> TEXTE
<<<<

Par ailleurs, des tentatives de modélisation des traitements par l'utilisation d'un avatar personnalisé de cancer offre la possibilité d'essayer plusieurs combinaisons de molécules et même de faire des erreurs, avant de commencer véritablement le traitement. C'est la direction que prennent plusieurs équipes de recherche. Cette technique du double biologique, en général un rongeur, ne se limite pas au cancer, elle est exploitée pour analyser in vivo le cas de personnes souffrant ou risquant de souffrir de diabète de type 1.

Les techniques de médecine personnalisée sont également utilisées pour comprendre les inégalités devant les maladies infectieuses ou les raisons de non réponse à un vaccin. Pour le Sida, on constate que chaque mutation du virus signifie une résistance à une molécule ; on personnalise alors le traitement en fonction du virus et du patient.

S'agissant des maladies chroniques, de nombreux gènes responsables du diabète et de l'obésité ont été identifiés. Il est possible d'adapter le traitement en fonction des caractéristiques génétiques du patient. Cela a abouti à définir des profils dont les particularités permettent de mieux savoir ce que seront les réponses au traitement et les préconisations. On est donc conduit à des soins plus personnalisés du diabète.

Des évolutions relevant de la médecine personnalisée sont à l'oeuvre dans les maladies rares qui représentent d'importants enjeux de recherche, car elles servent de modèle de développement de médicaments. Environ 80 % de ces maladies sont d'origine génétique, et l'explosion actuelle des techniques diagnostiques permet une meilleure approche de leur origine, et parfois de leur traitement.

>>>>

> DONNÉES DE L'EXERCICE
<<<<

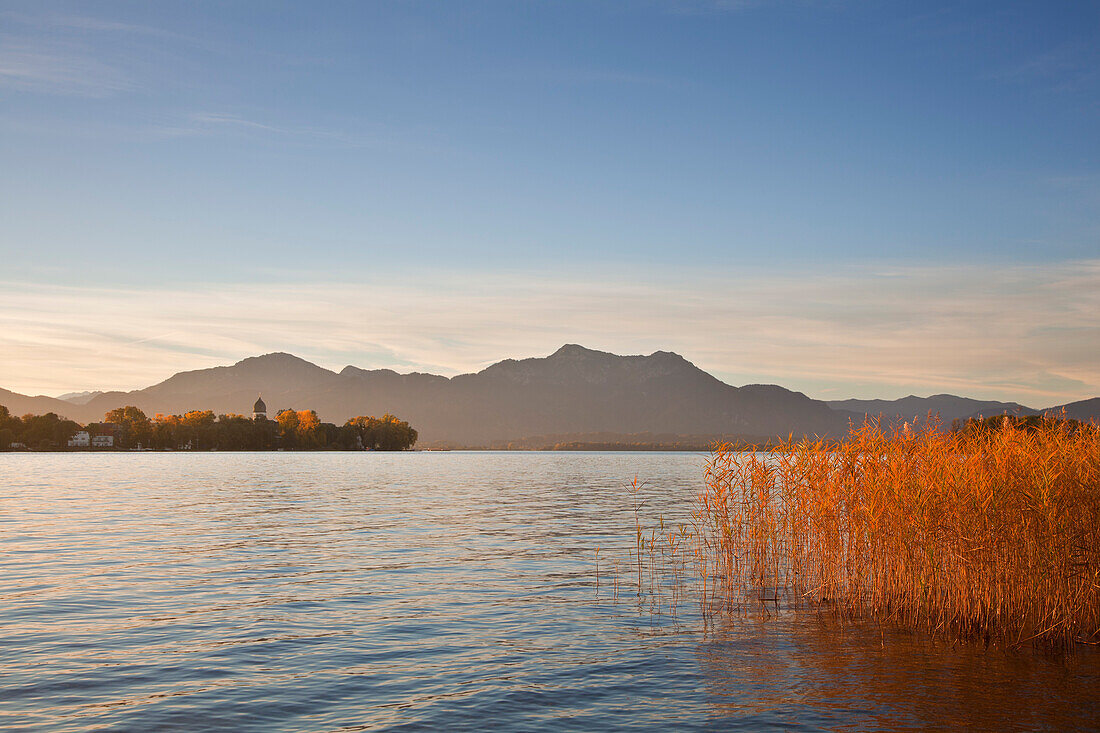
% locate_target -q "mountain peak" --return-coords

>>>>

> CONSIGNE 1
Relevez dans le texte sur la médecine personnalisée toutes les expressions formées du mot « maladies » suivi d'un adjectif.
> CONSIGNE 2
Recopiez le texte sur la médecine personnalisée de « Les techniques de » à « et du patient. ».

> CORRIGÉ 1
maladies infectieuses
maladies chroniques
maladies rares

> CORRIGÉ 2
Les techniques de médecine personnalisée sont également utilisées pour comprendre les inégalités devant les maladies infectieuses ou les raisons de non réponse à un vaccin. Pour le Sida, on constate que chaque mutation du virus signifie une résistance à une molécule ; on personnalise alors le traitement en fonction du virus et du patient.